→ Provided material:
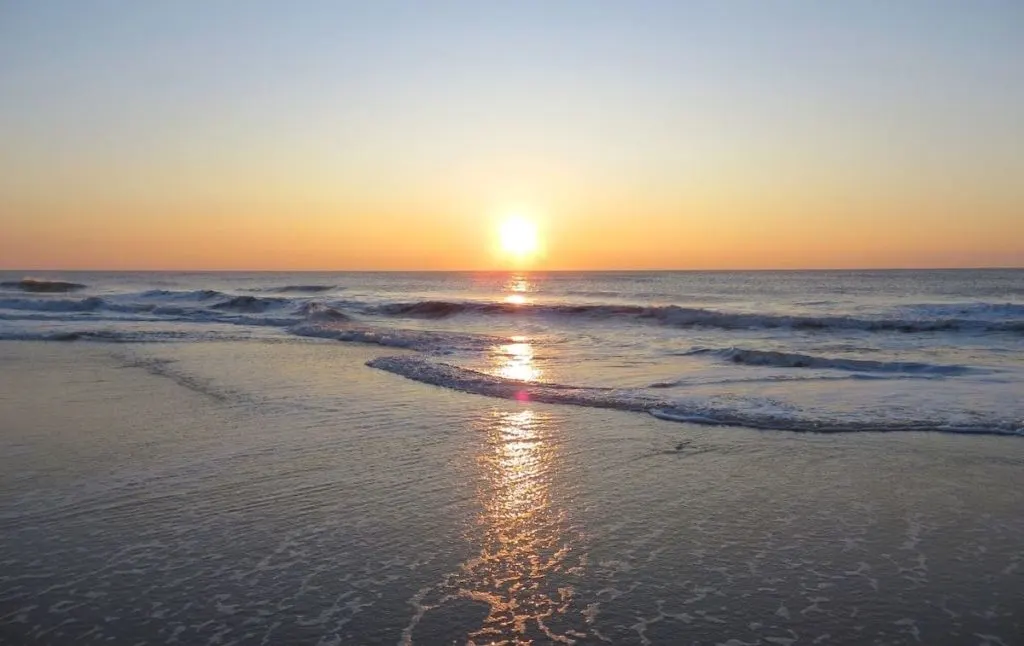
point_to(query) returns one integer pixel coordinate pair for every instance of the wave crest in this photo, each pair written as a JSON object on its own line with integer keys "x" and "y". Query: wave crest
{"x": 455, "y": 378}
{"x": 679, "y": 316}
{"x": 773, "y": 358}
{"x": 39, "y": 286}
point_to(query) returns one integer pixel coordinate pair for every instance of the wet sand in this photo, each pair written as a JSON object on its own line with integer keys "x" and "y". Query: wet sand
{"x": 284, "y": 492}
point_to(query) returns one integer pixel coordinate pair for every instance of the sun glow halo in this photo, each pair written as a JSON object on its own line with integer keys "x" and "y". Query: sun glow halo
{"x": 518, "y": 237}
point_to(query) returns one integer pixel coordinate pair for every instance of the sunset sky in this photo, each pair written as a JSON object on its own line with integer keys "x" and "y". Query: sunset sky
{"x": 400, "y": 135}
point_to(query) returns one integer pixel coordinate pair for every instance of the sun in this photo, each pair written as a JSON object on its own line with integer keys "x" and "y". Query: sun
{"x": 518, "y": 237}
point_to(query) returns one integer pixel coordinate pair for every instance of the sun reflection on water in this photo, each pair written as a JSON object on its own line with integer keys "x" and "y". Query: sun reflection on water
{"x": 526, "y": 564}
{"x": 530, "y": 557}
{"x": 517, "y": 289}
{"x": 515, "y": 360}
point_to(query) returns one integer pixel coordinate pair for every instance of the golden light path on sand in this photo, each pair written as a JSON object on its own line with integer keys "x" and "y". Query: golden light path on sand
{"x": 526, "y": 560}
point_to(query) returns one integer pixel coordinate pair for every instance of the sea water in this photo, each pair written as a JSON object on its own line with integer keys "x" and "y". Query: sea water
{"x": 825, "y": 351}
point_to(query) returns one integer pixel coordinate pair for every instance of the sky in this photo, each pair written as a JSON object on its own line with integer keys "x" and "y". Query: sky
{"x": 380, "y": 134}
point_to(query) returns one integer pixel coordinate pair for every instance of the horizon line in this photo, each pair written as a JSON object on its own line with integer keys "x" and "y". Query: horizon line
{"x": 519, "y": 270}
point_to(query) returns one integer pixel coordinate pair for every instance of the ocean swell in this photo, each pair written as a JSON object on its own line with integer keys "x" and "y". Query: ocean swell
{"x": 39, "y": 286}
{"x": 419, "y": 340}
{"x": 679, "y": 316}
{"x": 455, "y": 378}
{"x": 773, "y": 358}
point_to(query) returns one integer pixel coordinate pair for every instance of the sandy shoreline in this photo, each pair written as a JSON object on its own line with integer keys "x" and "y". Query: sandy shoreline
{"x": 286, "y": 492}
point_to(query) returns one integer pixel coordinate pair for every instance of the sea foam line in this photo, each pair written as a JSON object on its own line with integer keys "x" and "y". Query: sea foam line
{"x": 461, "y": 379}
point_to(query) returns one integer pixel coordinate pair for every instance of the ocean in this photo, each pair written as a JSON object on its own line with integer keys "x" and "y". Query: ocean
{"x": 643, "y": 457}
{"x": 799, "y": 350}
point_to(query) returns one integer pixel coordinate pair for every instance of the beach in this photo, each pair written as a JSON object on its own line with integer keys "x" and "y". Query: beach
{"x": 285, "y": 492}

→ Task statement:
Only the lines from the one containing "of the beach" through the last line of the records are to be set down, exactly as they appear.

→ The completed task:
point_to(query) returns one integer pixel coordinate pair for every instance of the beach in this photo, each pair written as a JSON object on its own line with integer keys "x" and "y". Query: beach
{"x": 285, "y": 492}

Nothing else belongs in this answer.